- _DOCUMENT EXCERPT_:
____________________

Hi there! This is TITLE-ABS-KEY(“science journalism“), a newsletter about science journalism research. In the previous issue, I learned where mediatization of science has brought us in terms of scientists’ understanding of journalism.
This time, in what is becoming a recurring theme for this newsletter, I am exploring yet another paper from computer scientists eager to help journalists.
Today’s paper: Anders Sundnes Løvlie, Astrid Waagstein & Peter Hyldgård (2023) “How Trustworthy Is This Research?” Designing a Tool to Help Readers Understand Evidence and Uncertainty in Science Journalism, Digital Journalism, 11:3, 431-464, DOI: 10.1080/21670811.2023.2193344.
Why: I’m really interested in (and fairly skeptical of) media literacy tools so, naturally, if a paper promises to Help Readers Understand Evidence and Uncertainty in Science Journalism, I’m reading it.
Abstract: Widespread concerns about the spread of misinformation have gained urgency during the ongoing COVID-19 pandemic and pose challenges for science journalism, in particular in the health area. This article reports on a Research through Design study exploring how to design a tool for helping readers of science journalism understand the strength and uncertainty of scientific evidence in news stories about health science, using both textual and visual information. A central aim has been to teach readers about criteria for assessing scientific evidence, in particular in order to help readers differentiate between science and pseudoscience. Working in a research-in-the-wild collaboration with a website for popular science, the study presents the design and evaluation of the Scientific Evidence Indicator, which uses metadata about scientific publications to present an assessment of evidence strength to the readers. Evaluations of the design demonstrate some success in helping readers recognize whether studies have undergone scientific peer review or not, but also point to challenges in facilitating a more in-depth understanding. Insights from the study point to a potential for developing similar tools aimed at journalists rather than directly at audiences.

____________________

- _YOUR INSTRUCTIONS_: Copy the newsletter excerpt starting at "This time, in" and ending at "to help journalists.", swapping "computer scientists" for "data scientists".

____________________

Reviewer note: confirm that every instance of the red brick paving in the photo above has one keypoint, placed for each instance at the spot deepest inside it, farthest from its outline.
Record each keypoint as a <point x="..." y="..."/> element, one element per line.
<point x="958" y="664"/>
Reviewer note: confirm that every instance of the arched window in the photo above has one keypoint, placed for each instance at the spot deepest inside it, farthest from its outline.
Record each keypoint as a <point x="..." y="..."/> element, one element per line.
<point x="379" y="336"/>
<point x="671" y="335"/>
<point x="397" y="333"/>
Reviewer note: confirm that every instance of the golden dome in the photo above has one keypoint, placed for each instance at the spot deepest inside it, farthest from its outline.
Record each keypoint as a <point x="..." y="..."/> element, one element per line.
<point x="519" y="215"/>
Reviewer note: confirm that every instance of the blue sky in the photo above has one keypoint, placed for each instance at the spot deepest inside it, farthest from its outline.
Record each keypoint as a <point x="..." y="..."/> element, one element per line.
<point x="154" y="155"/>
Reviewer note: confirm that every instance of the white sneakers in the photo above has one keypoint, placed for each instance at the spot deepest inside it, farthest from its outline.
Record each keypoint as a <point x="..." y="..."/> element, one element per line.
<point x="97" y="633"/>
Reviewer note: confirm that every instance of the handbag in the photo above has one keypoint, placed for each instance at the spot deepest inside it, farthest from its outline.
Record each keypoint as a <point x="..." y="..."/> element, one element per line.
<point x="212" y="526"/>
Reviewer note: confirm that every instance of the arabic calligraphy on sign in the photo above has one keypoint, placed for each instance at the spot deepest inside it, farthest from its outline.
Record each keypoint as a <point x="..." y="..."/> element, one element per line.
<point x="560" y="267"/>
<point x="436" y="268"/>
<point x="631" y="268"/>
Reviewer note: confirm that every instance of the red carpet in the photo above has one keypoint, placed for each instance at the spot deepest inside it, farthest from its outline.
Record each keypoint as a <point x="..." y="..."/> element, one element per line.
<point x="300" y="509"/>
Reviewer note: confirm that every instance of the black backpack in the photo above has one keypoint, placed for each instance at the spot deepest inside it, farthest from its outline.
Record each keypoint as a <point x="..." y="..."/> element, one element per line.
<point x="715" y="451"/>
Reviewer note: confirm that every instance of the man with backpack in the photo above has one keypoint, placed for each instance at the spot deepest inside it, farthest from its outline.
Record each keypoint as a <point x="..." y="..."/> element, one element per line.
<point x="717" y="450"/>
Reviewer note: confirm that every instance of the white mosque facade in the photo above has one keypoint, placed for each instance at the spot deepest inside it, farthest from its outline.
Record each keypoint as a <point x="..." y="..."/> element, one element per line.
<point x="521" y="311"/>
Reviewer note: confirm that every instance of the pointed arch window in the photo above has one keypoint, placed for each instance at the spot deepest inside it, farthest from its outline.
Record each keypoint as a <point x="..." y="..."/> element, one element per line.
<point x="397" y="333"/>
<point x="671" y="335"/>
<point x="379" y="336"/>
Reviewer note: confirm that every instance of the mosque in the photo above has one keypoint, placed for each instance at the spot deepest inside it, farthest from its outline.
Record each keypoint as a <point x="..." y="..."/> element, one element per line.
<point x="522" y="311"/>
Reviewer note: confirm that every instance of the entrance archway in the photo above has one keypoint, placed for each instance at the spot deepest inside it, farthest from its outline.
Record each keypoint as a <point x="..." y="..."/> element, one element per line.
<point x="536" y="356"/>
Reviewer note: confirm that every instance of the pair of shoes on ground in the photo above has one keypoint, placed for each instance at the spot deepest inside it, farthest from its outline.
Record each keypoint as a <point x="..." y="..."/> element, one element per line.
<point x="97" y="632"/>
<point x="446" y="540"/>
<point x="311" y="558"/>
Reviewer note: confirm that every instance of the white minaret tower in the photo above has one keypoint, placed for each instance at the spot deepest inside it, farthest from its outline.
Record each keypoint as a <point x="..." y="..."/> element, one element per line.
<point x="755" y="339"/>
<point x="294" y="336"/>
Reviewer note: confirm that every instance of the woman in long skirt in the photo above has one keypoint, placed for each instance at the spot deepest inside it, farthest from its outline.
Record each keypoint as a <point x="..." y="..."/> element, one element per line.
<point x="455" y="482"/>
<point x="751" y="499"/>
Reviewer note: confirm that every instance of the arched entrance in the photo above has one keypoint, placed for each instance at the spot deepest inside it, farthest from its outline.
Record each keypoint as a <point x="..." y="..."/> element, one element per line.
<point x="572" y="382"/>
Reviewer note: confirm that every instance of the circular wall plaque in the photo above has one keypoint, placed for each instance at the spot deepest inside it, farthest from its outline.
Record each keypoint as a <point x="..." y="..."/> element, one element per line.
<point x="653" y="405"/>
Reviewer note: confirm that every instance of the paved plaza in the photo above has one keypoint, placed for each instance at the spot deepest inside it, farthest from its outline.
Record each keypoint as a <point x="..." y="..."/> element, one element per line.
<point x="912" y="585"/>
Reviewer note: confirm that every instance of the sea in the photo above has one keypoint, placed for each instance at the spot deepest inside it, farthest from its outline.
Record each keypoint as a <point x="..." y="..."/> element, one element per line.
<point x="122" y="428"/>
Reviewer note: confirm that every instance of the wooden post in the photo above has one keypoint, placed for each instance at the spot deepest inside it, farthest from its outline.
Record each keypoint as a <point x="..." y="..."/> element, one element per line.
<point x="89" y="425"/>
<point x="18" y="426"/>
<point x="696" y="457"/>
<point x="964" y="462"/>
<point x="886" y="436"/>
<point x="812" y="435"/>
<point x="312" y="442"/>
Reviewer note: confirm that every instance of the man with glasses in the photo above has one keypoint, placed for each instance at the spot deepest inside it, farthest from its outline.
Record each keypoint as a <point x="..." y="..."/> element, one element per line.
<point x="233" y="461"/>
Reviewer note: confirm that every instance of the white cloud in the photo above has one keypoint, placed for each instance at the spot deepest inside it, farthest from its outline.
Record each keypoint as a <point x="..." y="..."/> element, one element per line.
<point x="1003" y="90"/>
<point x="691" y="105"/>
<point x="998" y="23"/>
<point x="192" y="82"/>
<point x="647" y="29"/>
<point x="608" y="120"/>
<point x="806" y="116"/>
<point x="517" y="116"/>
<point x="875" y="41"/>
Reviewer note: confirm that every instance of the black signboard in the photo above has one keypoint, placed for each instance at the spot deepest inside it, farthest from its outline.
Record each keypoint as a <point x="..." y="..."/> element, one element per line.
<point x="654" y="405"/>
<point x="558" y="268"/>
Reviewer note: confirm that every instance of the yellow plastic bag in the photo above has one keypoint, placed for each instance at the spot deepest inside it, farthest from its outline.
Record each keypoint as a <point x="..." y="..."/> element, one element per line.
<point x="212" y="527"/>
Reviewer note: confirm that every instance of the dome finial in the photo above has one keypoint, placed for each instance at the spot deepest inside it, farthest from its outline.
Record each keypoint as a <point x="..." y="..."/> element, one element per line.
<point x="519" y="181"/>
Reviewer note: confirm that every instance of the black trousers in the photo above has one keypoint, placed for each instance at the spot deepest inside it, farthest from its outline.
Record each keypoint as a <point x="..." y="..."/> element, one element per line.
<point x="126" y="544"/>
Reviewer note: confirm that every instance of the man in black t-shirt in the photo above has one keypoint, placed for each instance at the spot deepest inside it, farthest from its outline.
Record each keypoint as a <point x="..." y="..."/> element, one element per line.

____________________

- _SOLUTION BELOW_:
This time, in what is becoming a recurring theme for this newsletter, I am exploring yet another paper from data scientists eager to help journalists.